▶ [INSTRUCTIONS FOR THE TASK]: Print, exactly as they appear in the listing below, the lines from the line with "Where can the camouflaged" to the line with "Where can the green plant", with both end lines kept.
── GIVEN RECORDS ──
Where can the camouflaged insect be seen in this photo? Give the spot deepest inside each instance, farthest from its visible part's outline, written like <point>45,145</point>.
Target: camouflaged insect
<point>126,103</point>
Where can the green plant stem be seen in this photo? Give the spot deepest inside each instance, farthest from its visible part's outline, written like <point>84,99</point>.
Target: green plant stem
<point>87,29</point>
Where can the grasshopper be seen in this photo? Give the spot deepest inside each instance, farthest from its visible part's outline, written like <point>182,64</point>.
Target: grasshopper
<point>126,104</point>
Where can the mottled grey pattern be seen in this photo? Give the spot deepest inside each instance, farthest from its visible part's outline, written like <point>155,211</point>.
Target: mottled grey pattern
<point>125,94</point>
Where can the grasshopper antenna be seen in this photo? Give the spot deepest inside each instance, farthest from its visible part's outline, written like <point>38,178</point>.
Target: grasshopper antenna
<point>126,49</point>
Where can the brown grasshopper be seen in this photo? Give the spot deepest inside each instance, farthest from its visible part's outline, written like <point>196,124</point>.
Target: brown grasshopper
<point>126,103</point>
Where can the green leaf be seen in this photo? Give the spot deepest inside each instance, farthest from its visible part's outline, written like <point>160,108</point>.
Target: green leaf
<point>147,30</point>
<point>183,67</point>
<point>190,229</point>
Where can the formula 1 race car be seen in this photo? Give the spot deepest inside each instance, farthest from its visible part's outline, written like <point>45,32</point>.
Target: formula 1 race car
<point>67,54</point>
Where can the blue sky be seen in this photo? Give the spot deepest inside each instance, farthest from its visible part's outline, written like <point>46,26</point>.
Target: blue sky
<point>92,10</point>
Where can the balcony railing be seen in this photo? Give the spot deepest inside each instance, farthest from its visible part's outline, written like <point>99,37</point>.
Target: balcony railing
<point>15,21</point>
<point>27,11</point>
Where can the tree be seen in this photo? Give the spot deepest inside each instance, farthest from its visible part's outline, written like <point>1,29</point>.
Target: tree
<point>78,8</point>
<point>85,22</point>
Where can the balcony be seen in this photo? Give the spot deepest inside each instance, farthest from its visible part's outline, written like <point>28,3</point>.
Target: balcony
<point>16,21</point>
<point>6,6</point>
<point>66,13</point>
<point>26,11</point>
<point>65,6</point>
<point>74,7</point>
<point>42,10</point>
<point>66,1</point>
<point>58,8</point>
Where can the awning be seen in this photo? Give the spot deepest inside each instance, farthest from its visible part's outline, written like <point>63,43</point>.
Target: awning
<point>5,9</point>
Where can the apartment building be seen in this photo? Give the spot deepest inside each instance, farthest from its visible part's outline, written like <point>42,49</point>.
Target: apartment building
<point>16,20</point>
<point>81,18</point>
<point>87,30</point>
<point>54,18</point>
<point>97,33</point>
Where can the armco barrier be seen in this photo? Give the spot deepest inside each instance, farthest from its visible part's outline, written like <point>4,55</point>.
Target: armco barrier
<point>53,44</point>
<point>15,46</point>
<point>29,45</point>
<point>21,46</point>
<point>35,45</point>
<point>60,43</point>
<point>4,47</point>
───
── GIVEN RECORDS ──
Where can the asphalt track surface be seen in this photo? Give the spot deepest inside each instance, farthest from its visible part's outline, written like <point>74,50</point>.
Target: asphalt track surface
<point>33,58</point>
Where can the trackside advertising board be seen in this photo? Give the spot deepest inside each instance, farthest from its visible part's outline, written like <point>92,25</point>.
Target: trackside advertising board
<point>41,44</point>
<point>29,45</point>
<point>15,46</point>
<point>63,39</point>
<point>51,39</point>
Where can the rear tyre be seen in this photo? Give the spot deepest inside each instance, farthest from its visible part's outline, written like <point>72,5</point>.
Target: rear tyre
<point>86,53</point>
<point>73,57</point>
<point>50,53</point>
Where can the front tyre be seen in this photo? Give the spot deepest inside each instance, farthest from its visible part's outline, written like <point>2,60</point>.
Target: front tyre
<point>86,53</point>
───
▶ [THE ANSWER]:
Where can the camouflaged insect be seen in this photo? Give the spot deepest inside each instance, farthest from its visible part's outline, written like <point>45,145</point>.
Target: camouflaged insect
<point>126,103</point>
Where can the green plant stem be seen in this photo? Give the spot deepest inside each instance, farthest from its visible part's outline, written like <point>84,99</point>.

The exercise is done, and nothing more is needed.